### Exercise prompt
The lines to extract start at the one containing "Objective - one point per instance of the weathered" and end with the last line; give them exactly and nothing more.
• • •
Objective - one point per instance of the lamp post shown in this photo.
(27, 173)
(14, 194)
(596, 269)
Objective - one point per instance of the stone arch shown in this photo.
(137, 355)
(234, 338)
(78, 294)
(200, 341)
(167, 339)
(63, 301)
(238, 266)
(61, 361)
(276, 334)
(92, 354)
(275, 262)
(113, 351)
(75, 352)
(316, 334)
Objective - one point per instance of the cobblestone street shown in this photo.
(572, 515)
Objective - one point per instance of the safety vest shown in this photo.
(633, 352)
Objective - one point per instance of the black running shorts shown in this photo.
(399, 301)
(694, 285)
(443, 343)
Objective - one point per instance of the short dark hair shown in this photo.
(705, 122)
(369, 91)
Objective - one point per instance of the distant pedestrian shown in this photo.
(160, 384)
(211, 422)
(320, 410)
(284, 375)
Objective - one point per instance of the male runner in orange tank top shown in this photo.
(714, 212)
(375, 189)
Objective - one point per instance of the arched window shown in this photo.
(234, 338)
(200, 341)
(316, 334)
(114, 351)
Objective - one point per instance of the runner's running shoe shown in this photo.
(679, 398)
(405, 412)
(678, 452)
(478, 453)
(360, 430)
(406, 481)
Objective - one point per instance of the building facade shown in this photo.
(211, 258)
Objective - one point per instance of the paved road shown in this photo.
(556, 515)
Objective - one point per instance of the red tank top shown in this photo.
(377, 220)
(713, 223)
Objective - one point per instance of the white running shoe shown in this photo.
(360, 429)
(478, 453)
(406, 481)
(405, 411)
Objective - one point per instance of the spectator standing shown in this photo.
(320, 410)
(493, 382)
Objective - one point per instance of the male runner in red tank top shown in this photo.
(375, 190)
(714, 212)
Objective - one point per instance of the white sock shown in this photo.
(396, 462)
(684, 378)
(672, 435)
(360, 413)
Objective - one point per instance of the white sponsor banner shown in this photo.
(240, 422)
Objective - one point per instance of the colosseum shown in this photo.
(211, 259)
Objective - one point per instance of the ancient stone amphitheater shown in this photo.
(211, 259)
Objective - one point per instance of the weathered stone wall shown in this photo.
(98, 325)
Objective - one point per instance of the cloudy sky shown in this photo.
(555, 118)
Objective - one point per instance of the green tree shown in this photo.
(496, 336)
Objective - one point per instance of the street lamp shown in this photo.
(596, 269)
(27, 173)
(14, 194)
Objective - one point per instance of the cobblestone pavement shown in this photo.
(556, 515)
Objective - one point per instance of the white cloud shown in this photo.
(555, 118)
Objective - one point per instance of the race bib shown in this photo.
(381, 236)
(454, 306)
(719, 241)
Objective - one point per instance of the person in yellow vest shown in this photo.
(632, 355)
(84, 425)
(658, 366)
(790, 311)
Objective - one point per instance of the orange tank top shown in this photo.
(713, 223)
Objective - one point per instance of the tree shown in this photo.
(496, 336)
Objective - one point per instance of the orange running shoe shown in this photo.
• • •
### Right answer
Objective - one point per instance of the weathered stone wall shown in this photo.
(98, 325)
Objective - one point per instance of the cloudy sky shown in this photo.
(555, 118)
Objective - one point per instance of the green tree shown in this photo.
(496, 336)
Objective - one point per instance of the street lamp shown in this photo.
(596, 269)
(27, 173)
(14, 194)
Objective - one point per instance of the cobblestone pavement shown in this photo.
(556, 515)
Objective - one point per instance of the white cloud shown in this photo.
(555, 118)
Objective - one point per instance of the race bib shown in this photo.
(381, 236)
(454, 306)
(719, 241)
Objective - one point per instance of the person in yellow vest shown in this photo.
(632, 355)
(84, 425)
(658, 366)
(790, 311)
Objective - one point per instance of the orange tank top shown in this photo.
(713, 223)
Objective - one point per instance of the tree shown in this photo.
(496, 336)
Objective - one point per instance of the orange running shoe shown in this photo.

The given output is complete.